====== Extracted text

7. All such custom connections should be extracted and analyzed in SPICE to ensure that any required parameters are achieved. Some of the peripheral hard IP cells may require that die-package-board signal integrity analysis also be done to ensure that the signals connecting to such hard IP are free from any coupled noise from the IP cells.
8. Most important, the IP integrator needs to ensure that the appropriate versions of all the views of all the hard IP cells are being used in the design.

Usually at the start of the project, a test plan is built listing the details of the tests to be carried out on each of the hard IP cells. This requires crisp, clear, and accurate documentation and support from the IP vendor. Apart from this, the following parameters determine the testability of the IP cells:

1. Test models and test patterns provided by the IP vendor must be accurate enough to be able to test the hard IP cells in the integrated chip environment. Appropriate simulation models need to be made available to the IP integrator.
2. Usually scan chains are inserted in the digital portion of mixed-signal hard IP cells. While integrating cells, these scan chains need to be hooked up to either the primary ports or the other scan chains in the design. In the latter case, the scan chains may be connected to either the first or the last sections of the existing scan chains.
3. In the case of interface hard IP cells, many times the JTAG cells are implemented inside the hard IP cell itself. With this scheme, the TAP interface is provided on the core side. These TAP connections need to be connected to a TAP inserted on the chip for all of its I/O buffers.
4. Sometimes a SERDES type of complex hard IP cell requires a special wrapper to be built around it to drive and/or test some of its functionality. In such cases, the complexity of the wrapper design varies from IP cell to IP cell. Some of the hard IP cells require that all the functionality, such as complete loop-back tests, be implemented in the wrapper. In other cases, some of the hard IP cells may need the wrapper only to configure and trigger the functional tests.

============
====== Data shown

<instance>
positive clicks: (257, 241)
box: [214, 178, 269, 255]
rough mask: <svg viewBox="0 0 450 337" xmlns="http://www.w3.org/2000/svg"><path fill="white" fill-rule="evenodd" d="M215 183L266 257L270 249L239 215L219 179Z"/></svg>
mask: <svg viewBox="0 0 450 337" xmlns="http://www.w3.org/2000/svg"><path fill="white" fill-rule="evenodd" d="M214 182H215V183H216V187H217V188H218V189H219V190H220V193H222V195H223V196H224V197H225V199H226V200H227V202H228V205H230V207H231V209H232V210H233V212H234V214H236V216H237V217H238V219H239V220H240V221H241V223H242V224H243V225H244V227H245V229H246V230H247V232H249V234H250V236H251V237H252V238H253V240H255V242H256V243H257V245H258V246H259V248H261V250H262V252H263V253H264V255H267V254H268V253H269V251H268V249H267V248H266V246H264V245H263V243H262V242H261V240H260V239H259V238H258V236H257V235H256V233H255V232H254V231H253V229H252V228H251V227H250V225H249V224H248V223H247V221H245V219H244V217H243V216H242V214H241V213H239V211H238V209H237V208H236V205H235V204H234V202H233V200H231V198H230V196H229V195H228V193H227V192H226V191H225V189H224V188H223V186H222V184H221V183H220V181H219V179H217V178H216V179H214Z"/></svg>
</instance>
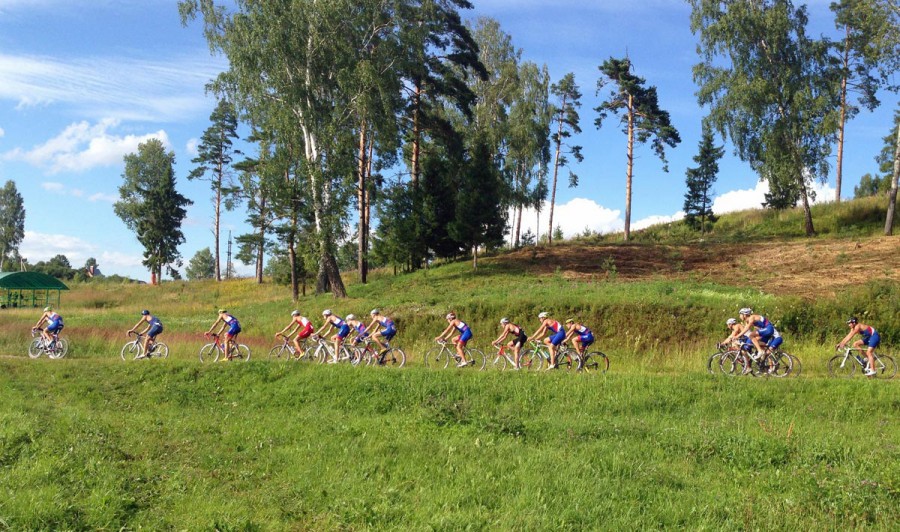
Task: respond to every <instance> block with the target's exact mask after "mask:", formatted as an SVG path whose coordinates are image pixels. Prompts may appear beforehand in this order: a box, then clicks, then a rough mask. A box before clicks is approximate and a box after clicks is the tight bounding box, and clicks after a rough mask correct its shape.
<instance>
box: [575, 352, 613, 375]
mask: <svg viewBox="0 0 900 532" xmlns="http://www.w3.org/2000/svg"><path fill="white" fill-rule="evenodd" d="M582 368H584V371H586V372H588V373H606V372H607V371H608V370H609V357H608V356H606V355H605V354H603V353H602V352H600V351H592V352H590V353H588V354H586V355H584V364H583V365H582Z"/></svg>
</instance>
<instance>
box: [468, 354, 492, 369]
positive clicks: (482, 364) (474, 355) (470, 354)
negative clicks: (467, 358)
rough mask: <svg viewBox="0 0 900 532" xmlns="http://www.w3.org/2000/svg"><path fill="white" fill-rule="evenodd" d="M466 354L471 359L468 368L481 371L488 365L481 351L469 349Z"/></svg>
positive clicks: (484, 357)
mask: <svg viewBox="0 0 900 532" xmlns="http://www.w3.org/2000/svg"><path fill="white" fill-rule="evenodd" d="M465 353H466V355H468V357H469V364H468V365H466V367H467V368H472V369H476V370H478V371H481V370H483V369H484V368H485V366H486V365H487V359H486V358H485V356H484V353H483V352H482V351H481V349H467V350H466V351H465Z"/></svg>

============
====== Data shown

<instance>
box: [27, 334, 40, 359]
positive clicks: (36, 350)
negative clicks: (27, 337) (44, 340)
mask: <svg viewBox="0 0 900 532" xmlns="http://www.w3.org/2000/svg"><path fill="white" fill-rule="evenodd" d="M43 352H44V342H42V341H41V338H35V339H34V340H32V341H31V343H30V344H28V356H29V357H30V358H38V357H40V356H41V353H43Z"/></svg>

============

Work task 1 |
Answer these questions about the excerpt on hard IP cells:
(a) In what tool should all custom connections be extracted and analyzed?
(b) What is usually inserted in the digital portion of mixed-signal hard IP cells?
(c) What type of complex hard IP cell sometimes requires a special wrapper built around it?
Work task 2 |
Update the passage of the excerpt on hard IP cells between "Usually at the" and "existing scan chains.", inclusive, so that every "scan chains" becomes "scan paths", and give the updated passage.
Nothing in the rows is needed here.

Written answer 1 |
(a) SPICE
(b) Scan chains
(c) A SERDES type of complex hard IP cell

Written answer 2 |
Usually at the start of the project, a test plan is built listing the details of the tests to be carried out on each of the hard IP cells. This requires crisp, clear, and accurate documentation and support from the IP vendor. Apart from this, the following parameters determine the testability of the IP cells:

1. Test models and test patterns provided by the IP vendor must be accurate enough to be able to test the hard IP cells in the integrated chip environment. Appropriate simulation models need to be made available to the IP integrator.
2. Usually scan paths are inserted in the digital portion of mixed-signal hard IP cells. While integrating cells, these scan paths need to be hooked up to either the primary ports or the other scan paths in the design. In the latter case, the scan paths may be connected to either the first or the last sections of the existing scan paths.